(Location identification entries)
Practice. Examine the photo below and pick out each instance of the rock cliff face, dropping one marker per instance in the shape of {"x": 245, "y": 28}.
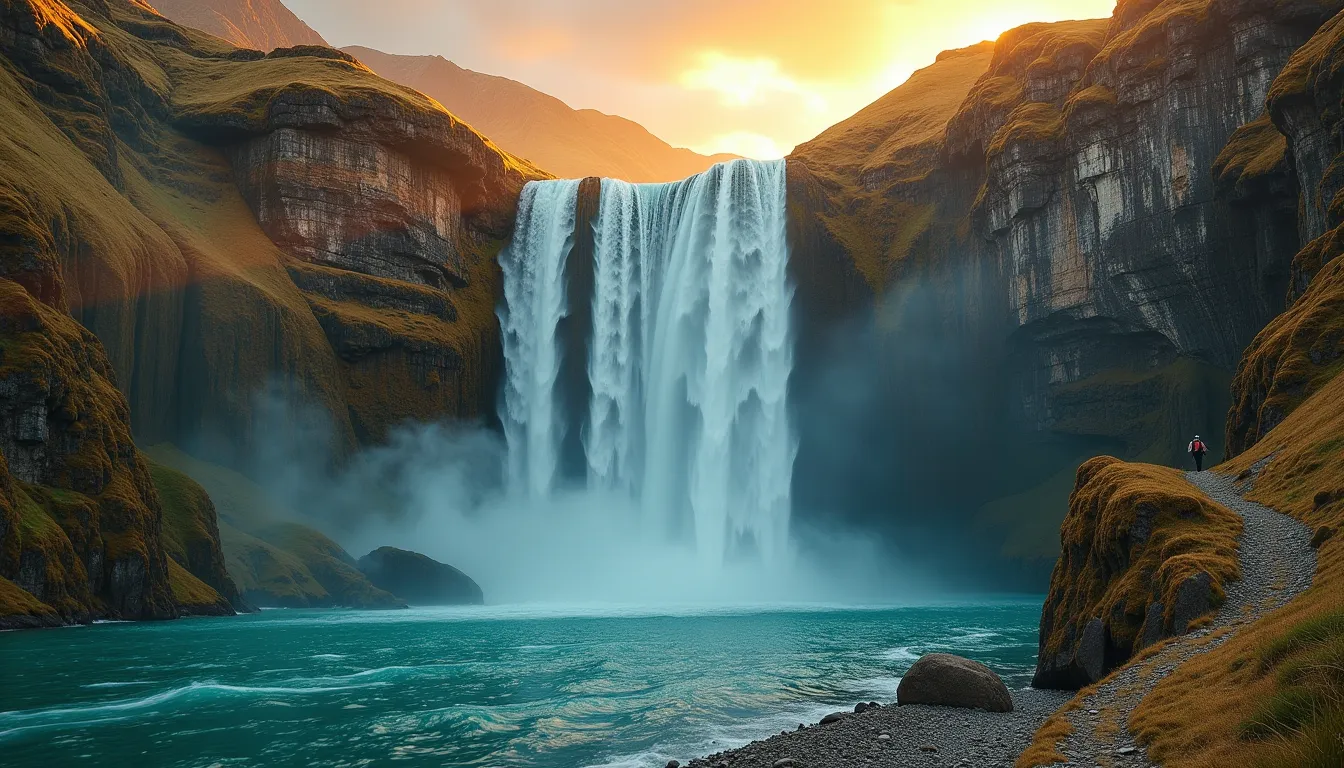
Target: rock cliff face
{"x": 1144, "y": 557}
{"x": 1300, "y": 353}
{"x": 143, "y": 168}
{"x": 1104, "y": 223}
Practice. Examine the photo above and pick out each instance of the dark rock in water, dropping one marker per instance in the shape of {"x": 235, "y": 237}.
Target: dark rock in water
{"x": 953, "y": 681}
{"x": 420, "y": 580}
{"x": 833, "y": 717}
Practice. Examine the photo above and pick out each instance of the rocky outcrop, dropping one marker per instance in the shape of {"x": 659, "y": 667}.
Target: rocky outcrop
{"x": 262, "y": 24}
{"x": 1300, "y": 351}
{"x": 139, "y": 159}
{"x": 952, "y": 681}
{"x": 420, "y": 580}
{"x": 79, "y": 525}
{"x": 1144, "y": 556}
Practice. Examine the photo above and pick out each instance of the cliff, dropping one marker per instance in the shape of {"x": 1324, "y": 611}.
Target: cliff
{"x": 570, "y": 143}
{"x": 261, "y": 24}
{"x": 1098, "y": 230}
{"x": 184, "y": 225}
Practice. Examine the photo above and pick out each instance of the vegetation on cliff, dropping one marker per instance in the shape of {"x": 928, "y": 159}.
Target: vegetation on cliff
{"x": 262, "y": 24}
{"x": 274, "y": 558}
{"x": 1144, "y": 556}
{"x": 121, "y": 210}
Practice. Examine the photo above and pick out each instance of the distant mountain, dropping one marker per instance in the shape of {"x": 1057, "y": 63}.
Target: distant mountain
{"x": 530, "y": 124}
{"x": 262, "y": 24}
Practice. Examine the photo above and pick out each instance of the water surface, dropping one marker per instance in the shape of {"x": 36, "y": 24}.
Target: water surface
{"x": 501, "y": 686}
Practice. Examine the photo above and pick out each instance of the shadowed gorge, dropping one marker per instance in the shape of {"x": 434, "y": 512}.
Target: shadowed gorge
{"x": 456, "y": 462}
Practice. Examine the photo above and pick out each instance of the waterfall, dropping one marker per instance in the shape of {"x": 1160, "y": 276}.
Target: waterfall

Instructions for the task = Rewrite every item above, swapping "Examine" for "Study" and keeping everything else the same. Leave the pictures out of your version.

Output of the exercise =
Practice. Study the photo below and pick out each instance of the rock cliff face, dropping one marker per instance in the shape of {"x": 245, "y": 28}.
Target: rock cliff face
{"x": 1144, "y": 557}
{"x": 1300, "y": 353}
{"x": 143, "y": 168}
{"x": 1104, "y": 223}
Practice. Study the photo above and pick out each instance of the dark rock in water, dropping one marker per instance in the shape of {"x": 235, "y": 237}.
Target: dark rock in water
{"x": 953, "y": 681}
{"x": 420, "y": 580}
{"x": 833, "y": 717}
Practice. Study the photo above and pick out each instance of the rocky outcrop, dropping one marker per instance in the shape of {"x": 659, "y": 667}.
Target: rocky outcrop
{"x": 262, "y": 24}
{"x": 1300, "y": 351}
{"x": 139, "y": 159}
{"x": 952, "y": 681}
{"x": 420, "y": 580}
{"x": 79, "y": 525}
{"x": 1144, "y": 556}
Practice. Study the photo above and pick out each instance of the cliff, dropping one marker per instance in the shape of {"x": 1324, "y": 611}.
Target: cliff
{"x": 570, "y": 143}
{"x": 261, "y": 24}
{"x": 1098, "y": 230}
{"x": 184, "y": 225}
Practice. Study the photo above and pick out each instance of the vegetation on cliff, dropping one marker per instance in the shape of {"x": 928, "y": 159}.
Target: vegetation on cliff
{"x": 262, "y": 24}
{"x": 274, "y": 558}
{"x": 1144, "y": 556}
{"x": 121, "y": 210}
Practice. Study the photo above and pick out each instance of the distant mountain, dropping one marker per instance in the shape of {"x": 1057, "y": 63}.
Target: distant mountain
{"x": 530, "y": 124}
{"x": 262, "y": 24}
Practice. Study the photo above and pick out each instance of the water surface, dropping one marker per instance in the shape of {"x": 36, "y": 24}.
Target: water surface
{"x": 501, "y": 686}
Practice. Study the photo above and pick out each instance of the shadowed gorge, dropping one marker per instance in the shape of {"x": 434, "y": 512}.
Target: shadowed gorge
{"x": 456, "y": 462}
Practice. Study the photo above and pick out each instance of the waterfall, dropping one marker per instance in the shape of {"x": 1160, "y": 276}.
Target: waterfall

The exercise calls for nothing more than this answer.